» EXCERPTED TEXT:
—————

Physiotherapy is a healthcare profession that assesses, diagnoses, treats, and works to prevent disease and disability through physical means. Physio, as it is often referred to, uses physical methods, such as massage and manipulation, to promote healing and overall wellbeing. Often used as a facet of treatment following an injury or illness, physiotherapy treatments can be used to restore a person’s range of movement and generally increase their quality of life.

1. Who are physiotherapists?

A physiotherapist is a trained healthcare professional who has studied extensively in their field. A multidisciplinary pursuit in many ways, physiotherapy is based on the study of medical science subjects including physiology, neuroscience and anatomy. All of these components are necessary to develop the skills and knowledge required for physical health education, injury prevention, and the diagnosis and treatment of patients with physical disorders or disabilities.

Physiotherapists work in a number of different environments, including hospitals, general practice surgeries, private practices, workplace, and community centres. There are different types and specializations, but one thing that all physiotherapists have in common is a commitment to improving people’s daily lives through better physical function.

2. When is physiotherapy used?

As noted above, physiotherapy can be used to treat all sorts of different issues and problems. Most commonly, physiotherapy is used a means of treating problems that affect muscles, joints, the heart, blood circulation, and the lungs. In addition, the practice of physiotherapy also extends to helping people with mental health conditions, neurological conditions that also affect the brain and nervous system, and even chronic health issues.

—————

» ACTION ITEM A:
Do these statements agree with the text on physiotherapy? Answer yes or no for each, and quote the words of the text that decide it.
(i) Physiotherapy uses physical methods such as massage and manipulation.
(ii) Physiotherapists work only in hospitals.
(iii) Physiotherapy is based on the study of chemistry, pharmacology and genetics.
» ACTION ITEM B:
List every environment where the text on physiotherapy says physiotherapists work.
» ACTION ITEM C:
Reproduce the part of the text on physiotherapy starting with "Physiotherapists work in" and going on through "is physiotherapy used?".

» EXERCISE DATA:
—————

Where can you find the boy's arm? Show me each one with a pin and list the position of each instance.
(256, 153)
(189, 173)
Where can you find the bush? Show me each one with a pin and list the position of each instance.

—————

» EXERCISE SOLUTION A:
(i) Yes: "uses physical methods, such as massage and manipulation"
(ii) No: "Physiotherapists work in a number of different environments, including hospitals, general practice surgeries, private practices, workplace, and community centres."
(iii) No: "physiotherapy is based on the study of medical science subjects including physiology, neuroscience and anatomy"

» EXERCISE SOLUTION B:
- hospitals
- general practice surgeries
- private practices
- workplace
- community centres

» EXERCISE SOLUTION C:
Physiotherapists work in a number of different environments, including hospitals, general practice surgeries, private practices, workplace, and community centres. There are different types and specializations, but one thing that all physiotherapists have in common is a commitment to improving people’s daily lives through better physical function.

2. When is physiotherapy used?